▶ Passage provided

# Family Worship



## Smeagol (Jun 28, 2018)

Good Day,

Once my wife and I had our first daughter I began to be convicted and convinced by scripture that I needed to do family worship. This was foreign to me as I was not raised doing family worship. Currently I have a 4yr. old and an 18 month old. 18-month old is normally asleep before we start as she can barely sit still. We plan (as we did with my first kid), to be more dogmatic once the youngest turns 2.

Below is what our current format is Mon-Sun.
We do not have have family worship on Wed. (we go to church for bible study) nor on Sundays because we are gathered with the body the majority of the day (Morning and Evening) and my wife and I do private study while my kids get their naps.

Normal Day of Family Worship:

1. We sing 2-3 songs utilizing YouTube (mostly hymns new and old) videos that I select from our Television. Neither my wife nor myself are are skilled to use instruments (lets not have the instrument debate on this thread). This has also helped my family learn some of the hymns as we are still adjusting to our newly found PCA denomination and local church (went from Calvinistic SBC to PCA).
2. GCP Kids Catechisms for my 4yr. old (she knows 1-35 praise the Lord!)
3. My wife reads aloud a section from the Westminster Standards.
3. I lead a prayer asking the Lord (specifically the Holy Spirit to illumine the text.
4. Scripture Reading with explanation and application.
5. Closing Prayer where my wife and then 4yr. (for training how to pray) open the prayer and I close the prayer.

This has been such a blessing, but at the same time it is a discipline.

1. Does anyone see a major issue with my content, format, or logic?

2. Answer the Poll Question

3. Feel Free to Share your practices.


----------



## Ryan&Amber2013 (Jun 28, 2018)

Wow, that all sounds amazing, brother!. We do morning and evening, but it is much shorter than yours. We read a bit, talk about the passage, pray, and sing a song. 

I don't think family worship is a command, but it best fulfills the other commands given about families loving, serving, and learning about God.

Keep up the great job!


----------



## Smeagol (Jun 28, 2018)

Ryan&Amber2013 said:


> Wow, that all sounds amazing, brother!. We do morning and evening, but it is much shorter than yours. We read a bit, talk about the passage, pray, and sing a song.
> 
> I don't think family worship is a command, but it best fulfills the other commands given about families loving, serving, and learning about God.
> 
> Keep up the great job!


Thanks brother. I know everyone does it differently, which I find interesting (in a good way.


----------



## Steve Curtis (Jun 28, 2018)

Scripture seems to be quite clear about the responsibility of parents to raise their children in the knowledge of the Lord (Gn. 18:19; Deut. 4:9, 6:7, 11:19, 32:46; Pr. 1:8, 4:1ff; Eph. 6:4; etc.), and I take that to mean something akin to intentional family worship, in addition to, more broadly, ongoing, perpetual nurture and counsel in the midst of child-rearing.

We have a 2-year-old and a 3-year-old, and our nightly family worship looks like this: Scripture reading, catechesis, singing of a Psalm, and prayer. I would say that the form is not as important as the substance; just make sure that you are introducing your children to the Bible, prayer, and – especially – that you are letting him/her hear you asking God for forgiveness for your own sinfulness and praising God for His faithfulness.

▶ Information shown
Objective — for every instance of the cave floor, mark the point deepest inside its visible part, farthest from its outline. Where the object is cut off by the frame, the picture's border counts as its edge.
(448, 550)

▶ Short problem
Print the family worship thread word for word, starting at "3. I lead a" and ending at "close the prayer.".

▶ The answer
3. I lead a prayer asking the Lord (specifically the Holy Spirit to illumine the text.
4. Scripture Reading with explanation and application.
5. Closing Prayer where my wife and then 4yr. (for training how to pray) open the prayer and I close the prayer.